At that point in my naïveté I still wanted to believe the fairy-tale, so when he called two months (and 12 pounds of woe-is-me-weight-loss) later, I joyously accepted his proposal to get back together. Maybe this was my dream come true! In every life some rain must fall, right? But now things would work out and be perfect…the break-up would become a distant memory, and now I’d have my Prince Charming.

I don’t have to tell you what happened next.

So after heartbreak #2 and 8 more pounds lost, I finally decided to branch out to new specimens. I started dating other guys…some secret pot-heads who used me for free meals, others manipulative womanizers who pitted me against their exes. There were those who called me a “princess” and then hit on my friends, and some who told me they loved me (but could I just dress differently and be less opinionated?).

With every new date seemed to come a new disappointment, and I quickly lost faith in relationships altogether. If true love existed, then where was my perfect romance? Where was my slow dance ‘neath the moon? Where the hell was my Johnny?!

And then my mother’s words played quietly through my head.

This is not how it happens in real life.

Our society sets us up to believe in love at first sight and happy endings and Johnny Castles. We’re raised in a culture where reality is considered over-rated; people would rather seek movie-perfection and fail trying than settle for the world as it actually is. I don’t claim this as an original thought; we all know romances like that between Johnny and Baby are oversimplified and idealistic. We’ve all heard “only in the movies,” and few of us would admit to believing a Cinderella story could happen for us.

And yet, we do believe it….or at least, we’re keen enough on the idea to feel slightly cheated when our relationships don’t turn out that way. That’s not to say my past beaus were actually upstanding gentlemen, because they weren’t. I had remarkably poor taste in the past, and I’m hoping to God that I’ve since learned from my mistakes. But there is merit in expecting something human from your relationships- and by “human” I mean complicated, often frustrating, awkward at times, and most of all…real.

Johnny wasn’t real, and Baby wasn’t either. He wouldn’t have abandoned his playboy ways for the cute-ish girl named Frances, and she would never have been able to learn to dance like that (I mean, come on). But if you think about it, who would want that kind of relationship anyway? Real love can’t survive between wayward bad-boys and innocent do-gooder girls (and I should know, as that’s what caused heartbreak # 3).

» INFORMATION SUPPLIED
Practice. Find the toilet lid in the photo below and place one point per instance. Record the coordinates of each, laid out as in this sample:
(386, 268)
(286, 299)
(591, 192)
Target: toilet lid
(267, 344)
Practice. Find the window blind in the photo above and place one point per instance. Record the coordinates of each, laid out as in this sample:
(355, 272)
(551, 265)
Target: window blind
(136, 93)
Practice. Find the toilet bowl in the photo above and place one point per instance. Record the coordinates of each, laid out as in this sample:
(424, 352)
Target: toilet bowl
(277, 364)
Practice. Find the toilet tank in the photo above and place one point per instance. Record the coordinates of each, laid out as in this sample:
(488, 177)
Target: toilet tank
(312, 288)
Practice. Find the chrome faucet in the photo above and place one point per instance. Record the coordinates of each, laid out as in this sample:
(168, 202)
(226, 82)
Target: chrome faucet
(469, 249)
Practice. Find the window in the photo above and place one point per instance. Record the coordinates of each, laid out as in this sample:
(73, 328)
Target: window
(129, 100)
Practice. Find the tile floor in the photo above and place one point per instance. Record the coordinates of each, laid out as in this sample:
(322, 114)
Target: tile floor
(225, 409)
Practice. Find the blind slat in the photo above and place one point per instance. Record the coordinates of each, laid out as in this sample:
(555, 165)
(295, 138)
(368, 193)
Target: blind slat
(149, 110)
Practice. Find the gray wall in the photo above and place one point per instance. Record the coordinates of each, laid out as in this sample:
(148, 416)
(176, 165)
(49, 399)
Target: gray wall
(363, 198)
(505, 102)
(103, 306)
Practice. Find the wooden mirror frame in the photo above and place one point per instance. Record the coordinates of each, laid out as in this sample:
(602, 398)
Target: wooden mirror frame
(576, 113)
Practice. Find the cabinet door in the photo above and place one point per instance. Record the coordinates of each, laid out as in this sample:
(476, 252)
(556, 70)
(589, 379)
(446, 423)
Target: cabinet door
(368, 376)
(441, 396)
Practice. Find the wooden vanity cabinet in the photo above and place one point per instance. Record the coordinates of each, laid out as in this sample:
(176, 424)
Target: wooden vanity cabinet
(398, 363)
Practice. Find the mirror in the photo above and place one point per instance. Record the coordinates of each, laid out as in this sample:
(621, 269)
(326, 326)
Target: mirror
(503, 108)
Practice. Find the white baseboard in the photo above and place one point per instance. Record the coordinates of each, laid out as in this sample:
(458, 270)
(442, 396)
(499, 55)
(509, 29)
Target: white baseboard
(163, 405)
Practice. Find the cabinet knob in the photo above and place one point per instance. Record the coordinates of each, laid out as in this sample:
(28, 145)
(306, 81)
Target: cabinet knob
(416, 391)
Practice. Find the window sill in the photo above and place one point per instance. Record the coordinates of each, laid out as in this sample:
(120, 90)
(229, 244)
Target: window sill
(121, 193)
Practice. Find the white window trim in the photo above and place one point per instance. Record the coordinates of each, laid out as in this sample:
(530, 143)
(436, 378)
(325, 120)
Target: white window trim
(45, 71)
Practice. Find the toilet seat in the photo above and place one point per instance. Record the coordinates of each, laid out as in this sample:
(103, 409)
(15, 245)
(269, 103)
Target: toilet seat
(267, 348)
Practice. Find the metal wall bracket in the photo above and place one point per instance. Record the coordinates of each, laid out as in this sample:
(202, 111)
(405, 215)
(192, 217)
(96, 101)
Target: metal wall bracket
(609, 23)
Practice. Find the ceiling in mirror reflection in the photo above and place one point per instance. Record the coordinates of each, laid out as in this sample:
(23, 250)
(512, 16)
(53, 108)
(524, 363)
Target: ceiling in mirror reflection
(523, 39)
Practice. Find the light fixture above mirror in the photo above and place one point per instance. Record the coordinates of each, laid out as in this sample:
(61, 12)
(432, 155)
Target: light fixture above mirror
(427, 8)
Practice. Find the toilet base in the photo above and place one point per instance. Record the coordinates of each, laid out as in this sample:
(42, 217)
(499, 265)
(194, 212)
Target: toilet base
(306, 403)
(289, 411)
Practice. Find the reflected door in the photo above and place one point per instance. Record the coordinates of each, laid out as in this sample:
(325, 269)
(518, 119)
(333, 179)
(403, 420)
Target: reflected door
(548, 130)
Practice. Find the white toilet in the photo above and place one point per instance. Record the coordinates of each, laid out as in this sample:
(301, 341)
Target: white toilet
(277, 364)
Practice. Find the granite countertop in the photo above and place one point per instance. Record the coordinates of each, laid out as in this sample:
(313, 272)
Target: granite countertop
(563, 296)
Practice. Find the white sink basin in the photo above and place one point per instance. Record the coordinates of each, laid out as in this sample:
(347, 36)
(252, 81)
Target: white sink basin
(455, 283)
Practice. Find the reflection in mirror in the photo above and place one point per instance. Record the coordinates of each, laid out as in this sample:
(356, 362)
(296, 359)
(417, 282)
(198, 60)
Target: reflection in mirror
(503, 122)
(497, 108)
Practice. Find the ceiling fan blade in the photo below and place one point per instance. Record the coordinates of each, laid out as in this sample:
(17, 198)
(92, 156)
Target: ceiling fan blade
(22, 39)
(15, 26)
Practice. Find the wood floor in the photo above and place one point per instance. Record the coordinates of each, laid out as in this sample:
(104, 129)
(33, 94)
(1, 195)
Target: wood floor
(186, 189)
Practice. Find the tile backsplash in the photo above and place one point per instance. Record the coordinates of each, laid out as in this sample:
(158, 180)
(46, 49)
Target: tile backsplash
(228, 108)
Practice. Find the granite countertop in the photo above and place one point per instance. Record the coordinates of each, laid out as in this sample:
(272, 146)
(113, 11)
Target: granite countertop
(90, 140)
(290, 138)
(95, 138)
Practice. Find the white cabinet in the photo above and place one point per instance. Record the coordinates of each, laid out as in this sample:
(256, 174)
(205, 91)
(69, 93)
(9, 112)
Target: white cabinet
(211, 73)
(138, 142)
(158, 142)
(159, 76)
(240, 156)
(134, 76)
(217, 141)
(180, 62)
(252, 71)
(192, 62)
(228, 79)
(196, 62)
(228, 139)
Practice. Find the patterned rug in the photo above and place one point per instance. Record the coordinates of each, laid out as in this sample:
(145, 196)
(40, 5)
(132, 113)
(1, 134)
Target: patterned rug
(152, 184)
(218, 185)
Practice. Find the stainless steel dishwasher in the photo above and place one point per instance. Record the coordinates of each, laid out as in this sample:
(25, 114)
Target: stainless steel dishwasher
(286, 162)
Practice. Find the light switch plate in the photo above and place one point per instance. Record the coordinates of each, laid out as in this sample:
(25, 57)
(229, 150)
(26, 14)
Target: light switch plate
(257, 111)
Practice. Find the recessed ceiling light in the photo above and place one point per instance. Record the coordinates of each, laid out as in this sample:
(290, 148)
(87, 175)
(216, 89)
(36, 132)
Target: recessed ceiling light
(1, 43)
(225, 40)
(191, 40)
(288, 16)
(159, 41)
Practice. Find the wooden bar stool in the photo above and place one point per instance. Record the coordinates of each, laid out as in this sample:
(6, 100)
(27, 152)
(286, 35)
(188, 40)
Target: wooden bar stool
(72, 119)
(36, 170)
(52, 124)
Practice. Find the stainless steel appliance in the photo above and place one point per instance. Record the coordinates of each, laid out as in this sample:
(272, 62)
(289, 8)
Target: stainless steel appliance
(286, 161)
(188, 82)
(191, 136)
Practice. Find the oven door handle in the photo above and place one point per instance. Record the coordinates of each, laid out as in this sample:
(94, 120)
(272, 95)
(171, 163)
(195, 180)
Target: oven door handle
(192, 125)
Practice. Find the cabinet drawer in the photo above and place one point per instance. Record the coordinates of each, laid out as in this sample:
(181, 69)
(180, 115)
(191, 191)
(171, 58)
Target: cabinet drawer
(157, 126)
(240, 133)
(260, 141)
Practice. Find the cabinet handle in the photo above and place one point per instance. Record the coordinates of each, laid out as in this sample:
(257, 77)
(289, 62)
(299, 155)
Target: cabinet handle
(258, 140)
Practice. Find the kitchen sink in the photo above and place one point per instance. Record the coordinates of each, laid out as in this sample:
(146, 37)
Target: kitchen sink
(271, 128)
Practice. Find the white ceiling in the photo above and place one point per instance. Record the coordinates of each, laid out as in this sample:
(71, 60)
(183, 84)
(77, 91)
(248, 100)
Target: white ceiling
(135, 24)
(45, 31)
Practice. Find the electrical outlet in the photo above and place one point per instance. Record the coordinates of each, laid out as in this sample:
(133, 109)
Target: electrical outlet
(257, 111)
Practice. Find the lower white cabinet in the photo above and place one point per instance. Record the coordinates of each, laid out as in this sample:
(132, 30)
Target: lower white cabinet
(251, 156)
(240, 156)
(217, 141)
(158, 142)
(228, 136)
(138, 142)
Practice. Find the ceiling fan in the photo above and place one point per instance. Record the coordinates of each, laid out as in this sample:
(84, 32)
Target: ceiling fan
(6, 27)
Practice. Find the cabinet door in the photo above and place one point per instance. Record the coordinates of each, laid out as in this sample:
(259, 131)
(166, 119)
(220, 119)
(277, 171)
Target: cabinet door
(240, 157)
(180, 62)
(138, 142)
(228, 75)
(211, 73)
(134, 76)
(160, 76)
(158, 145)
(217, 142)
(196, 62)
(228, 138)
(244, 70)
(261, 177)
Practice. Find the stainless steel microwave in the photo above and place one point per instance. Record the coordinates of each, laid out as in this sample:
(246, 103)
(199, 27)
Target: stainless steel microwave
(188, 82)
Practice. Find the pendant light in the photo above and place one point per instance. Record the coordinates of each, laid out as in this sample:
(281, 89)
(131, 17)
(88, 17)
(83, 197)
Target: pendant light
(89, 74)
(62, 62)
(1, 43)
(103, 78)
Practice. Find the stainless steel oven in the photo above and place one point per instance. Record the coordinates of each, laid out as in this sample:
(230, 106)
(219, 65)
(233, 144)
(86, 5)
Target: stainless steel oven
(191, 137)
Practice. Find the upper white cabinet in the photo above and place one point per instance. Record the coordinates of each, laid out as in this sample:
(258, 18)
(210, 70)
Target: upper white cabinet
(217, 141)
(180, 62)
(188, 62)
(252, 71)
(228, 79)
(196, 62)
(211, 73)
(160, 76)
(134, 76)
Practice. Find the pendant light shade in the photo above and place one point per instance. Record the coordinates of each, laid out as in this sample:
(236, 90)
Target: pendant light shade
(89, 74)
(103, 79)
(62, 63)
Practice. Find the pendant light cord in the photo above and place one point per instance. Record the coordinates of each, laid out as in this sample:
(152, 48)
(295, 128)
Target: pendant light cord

» WHAT THIS TASK INVOLVES
Write out the part of the passage about dating and movie romance that begins at the words "So after heartbreak" and stops after the words "through my head.".

» EXPECTED ANSWER
So after heartbreak #2 and 8 more pounds lost, I finally decided to branch out to new specimens. I started dating other guys…some secret pot-heads who used me for free meals, others manipulative womanizers who pitted me against their exes. There were those who called me a “princess” and then hit on my friends, and some who told me they loved me (but could I just dress differently and be less opinionated?).

With every new date seemed to come a new disappointment, and I quickly lost faith in relationships altogether. If true love existed, then where was my perfect romance? Where was my slow dance ‘neath the moon? Where the hell was my Johnny?!

And then my mother’s words played quietly through my head.